- **Listed entries**:

=-=-=-=-=

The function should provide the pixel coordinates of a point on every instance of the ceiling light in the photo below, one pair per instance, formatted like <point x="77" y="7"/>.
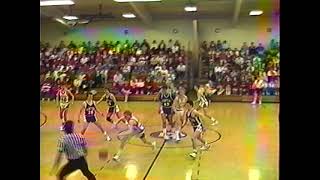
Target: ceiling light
<point x="255" y="13"/>
<point x="84" y="21"/>
<point x="70" y="18"/>
<point x="190" y="8"/>
<point x="137" y="0"/>
<point x="128" y="15"/>
<point x="56" y="2"/>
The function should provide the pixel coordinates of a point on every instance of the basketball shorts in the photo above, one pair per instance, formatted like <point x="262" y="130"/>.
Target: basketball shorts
<point x="198" y="128"/>
<point x="204" y="104"/>
<point x="179" y="113"/>
<point x="139" y="132"/>
<point x="114" y="109"/>
<point x="64" y="105"/>
<point x="90" y="119"/>
<point x="258" y="91"/>
<point x="166" y="111"/>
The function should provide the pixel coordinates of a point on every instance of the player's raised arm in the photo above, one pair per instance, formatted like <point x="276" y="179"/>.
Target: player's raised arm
<point x="57" y="98"/>
<point x="198" y="96"/>
<point x="97" y="109"/>
<point x="175" y="103"/>
<point x="116" y="123"/>
<point x="101" y="99"/>
<point x="185" y="119"/>
<point x="81" y="110"/>
<point x="113" y="98"/>
<point x="72" y="96"/>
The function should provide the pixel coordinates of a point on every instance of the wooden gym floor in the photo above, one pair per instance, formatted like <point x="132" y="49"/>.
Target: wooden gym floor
<point x="248" y="148"/>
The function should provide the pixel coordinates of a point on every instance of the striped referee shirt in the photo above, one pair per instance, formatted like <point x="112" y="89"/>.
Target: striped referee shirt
<point x="73" y="145"/>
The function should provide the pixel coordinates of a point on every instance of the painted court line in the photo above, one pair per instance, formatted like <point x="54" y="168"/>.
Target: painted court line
<point x="45" y="119"/>
<point x="154" y="160"/>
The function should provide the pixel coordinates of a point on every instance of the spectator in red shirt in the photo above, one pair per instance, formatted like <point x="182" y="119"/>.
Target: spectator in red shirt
<point x="126" y="91"/>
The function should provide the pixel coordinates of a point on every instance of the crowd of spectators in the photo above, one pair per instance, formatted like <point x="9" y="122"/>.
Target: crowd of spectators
<point x="132" y="67"/>
<point x="232" y="70"/>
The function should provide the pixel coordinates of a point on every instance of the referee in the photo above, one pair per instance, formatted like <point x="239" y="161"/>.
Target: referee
<point x="74" y="147"/>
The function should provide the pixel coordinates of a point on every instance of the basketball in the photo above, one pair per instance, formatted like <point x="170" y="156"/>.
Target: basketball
<point x="103" y="155"/>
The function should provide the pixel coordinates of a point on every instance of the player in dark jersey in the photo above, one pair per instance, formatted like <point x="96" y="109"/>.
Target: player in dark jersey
<point x="112" y="103"/>
<point x="90" y="110"/>
<point x="135" y="129"/>
<point x="179" y="109"/>
<point x="62" y="100"/>
<point x="202" y="95"/>
<point x="166" y="97"/>
<point x="193" y="116"/>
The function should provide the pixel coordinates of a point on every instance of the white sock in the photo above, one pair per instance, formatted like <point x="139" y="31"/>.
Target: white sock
<point x="178" y="134"/>
<point x="164" y="131"/>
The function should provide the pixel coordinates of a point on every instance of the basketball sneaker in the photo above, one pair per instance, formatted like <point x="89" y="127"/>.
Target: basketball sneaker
<point x="161" y="134"/>
<point x="215" y="122"/>
<point x="116" y="158"/>
<point x="205" y="147"/>
<point x="154" y="145"/>
<point x="108" y="138"/>
<point x="193" y="154"/>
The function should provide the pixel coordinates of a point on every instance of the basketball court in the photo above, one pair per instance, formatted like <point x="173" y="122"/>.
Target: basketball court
<point x="244" y="146"/>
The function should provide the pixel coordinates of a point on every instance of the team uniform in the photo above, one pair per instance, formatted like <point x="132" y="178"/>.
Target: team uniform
<point x="137" y="129"/>
<point x="195" y="121"/>
<point x="166" y="100"/>
<point x="64" y="99"/>
<point x="204" y="102"/>
<point x="90" y="112"/>
<point x="113" y="107"/>
<point x="180" y="105"/>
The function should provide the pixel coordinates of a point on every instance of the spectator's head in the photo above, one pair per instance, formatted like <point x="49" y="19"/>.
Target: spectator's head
<point x="181" y="91"/>
<point x="189" y="104"/>
<point x="127" y="115"/>
<point x="89" y="96"/>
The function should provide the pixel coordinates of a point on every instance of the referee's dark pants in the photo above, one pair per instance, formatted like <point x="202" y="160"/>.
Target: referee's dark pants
<point x="74" y="165"/>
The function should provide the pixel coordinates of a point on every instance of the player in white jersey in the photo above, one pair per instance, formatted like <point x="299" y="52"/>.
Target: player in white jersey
<point x="179" y="108"/>
<point x="195" y="119"/>
<point x="135" y="128"/>
<point x="204" y="103"/>
<point x="62" y="99"/>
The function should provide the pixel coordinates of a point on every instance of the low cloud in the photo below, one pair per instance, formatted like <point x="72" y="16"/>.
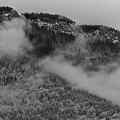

=-=-=-=-=

- **Problem statement**: Pick out each line in the records above that contains the string "shorts" and copy those lines.

- **Output for this exercise**:
The function should provide the pixel coordinates of a point on every instance of the basketball shorts in the photo above, one pair per instance, formatted like <point x="262" y="130"/>.
Target: basketball shorts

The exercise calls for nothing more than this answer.